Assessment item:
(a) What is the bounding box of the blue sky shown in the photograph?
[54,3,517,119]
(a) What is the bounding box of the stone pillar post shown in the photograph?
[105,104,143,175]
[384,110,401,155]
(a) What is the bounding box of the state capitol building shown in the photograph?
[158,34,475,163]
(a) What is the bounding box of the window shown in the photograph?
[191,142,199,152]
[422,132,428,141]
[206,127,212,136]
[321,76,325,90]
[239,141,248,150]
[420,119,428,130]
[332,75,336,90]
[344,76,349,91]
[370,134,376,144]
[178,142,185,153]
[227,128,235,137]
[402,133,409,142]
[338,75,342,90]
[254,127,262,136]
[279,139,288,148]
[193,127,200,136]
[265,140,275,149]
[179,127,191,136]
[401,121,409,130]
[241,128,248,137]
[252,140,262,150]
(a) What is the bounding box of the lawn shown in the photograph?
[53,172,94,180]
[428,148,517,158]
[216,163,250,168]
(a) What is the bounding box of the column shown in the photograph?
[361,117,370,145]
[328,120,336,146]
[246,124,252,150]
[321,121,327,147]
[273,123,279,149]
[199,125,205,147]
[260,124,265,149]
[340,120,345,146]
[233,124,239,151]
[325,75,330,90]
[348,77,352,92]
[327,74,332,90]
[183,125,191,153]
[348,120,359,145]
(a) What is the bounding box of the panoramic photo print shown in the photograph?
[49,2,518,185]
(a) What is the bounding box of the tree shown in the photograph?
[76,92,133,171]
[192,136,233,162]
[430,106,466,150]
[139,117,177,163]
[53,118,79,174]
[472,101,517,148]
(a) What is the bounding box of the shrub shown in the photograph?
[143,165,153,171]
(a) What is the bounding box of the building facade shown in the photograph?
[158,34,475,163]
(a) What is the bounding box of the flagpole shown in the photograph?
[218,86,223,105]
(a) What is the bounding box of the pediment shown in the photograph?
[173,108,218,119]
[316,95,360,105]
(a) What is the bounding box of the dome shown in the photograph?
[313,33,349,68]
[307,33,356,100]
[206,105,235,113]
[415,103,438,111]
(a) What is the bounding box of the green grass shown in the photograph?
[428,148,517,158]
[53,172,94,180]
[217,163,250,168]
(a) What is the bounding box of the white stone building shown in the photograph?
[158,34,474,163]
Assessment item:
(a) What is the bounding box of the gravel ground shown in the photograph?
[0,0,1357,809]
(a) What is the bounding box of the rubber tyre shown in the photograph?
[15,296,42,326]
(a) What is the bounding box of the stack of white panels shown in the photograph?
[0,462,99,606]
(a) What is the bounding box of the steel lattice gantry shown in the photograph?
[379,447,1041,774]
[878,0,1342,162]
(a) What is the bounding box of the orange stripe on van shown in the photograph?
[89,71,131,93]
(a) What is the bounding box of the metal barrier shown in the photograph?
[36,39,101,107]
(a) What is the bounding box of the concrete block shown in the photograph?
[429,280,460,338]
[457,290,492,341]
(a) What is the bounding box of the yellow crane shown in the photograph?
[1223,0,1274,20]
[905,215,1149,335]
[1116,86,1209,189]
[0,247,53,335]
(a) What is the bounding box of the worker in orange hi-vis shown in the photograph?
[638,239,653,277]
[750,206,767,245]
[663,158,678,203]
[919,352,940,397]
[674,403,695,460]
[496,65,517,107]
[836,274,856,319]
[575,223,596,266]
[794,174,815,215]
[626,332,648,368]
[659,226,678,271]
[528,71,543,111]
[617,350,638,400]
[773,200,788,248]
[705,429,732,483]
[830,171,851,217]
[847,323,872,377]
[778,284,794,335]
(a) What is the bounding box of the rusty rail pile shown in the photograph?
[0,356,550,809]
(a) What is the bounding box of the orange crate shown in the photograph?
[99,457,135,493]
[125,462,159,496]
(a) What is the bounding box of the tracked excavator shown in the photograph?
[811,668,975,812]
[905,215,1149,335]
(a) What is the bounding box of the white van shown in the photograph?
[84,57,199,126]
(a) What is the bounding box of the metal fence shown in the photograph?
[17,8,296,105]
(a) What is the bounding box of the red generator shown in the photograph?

____

TO DO: Rename "stone pillar post" to "stone gatepost" in everything from the start of the material down to and including the line that contains "[384,110,401,155]", and give those lines again with nothing else changed.

IN RESPONSE:
Assessment item:
(a) What is the bounding box of the blue sky shown in the photograph?
[54,3,517,119]
(a) What is the bounding box of the stone gatepost shown in the photograph?
[105,104,143,175]
[384,110,401,155]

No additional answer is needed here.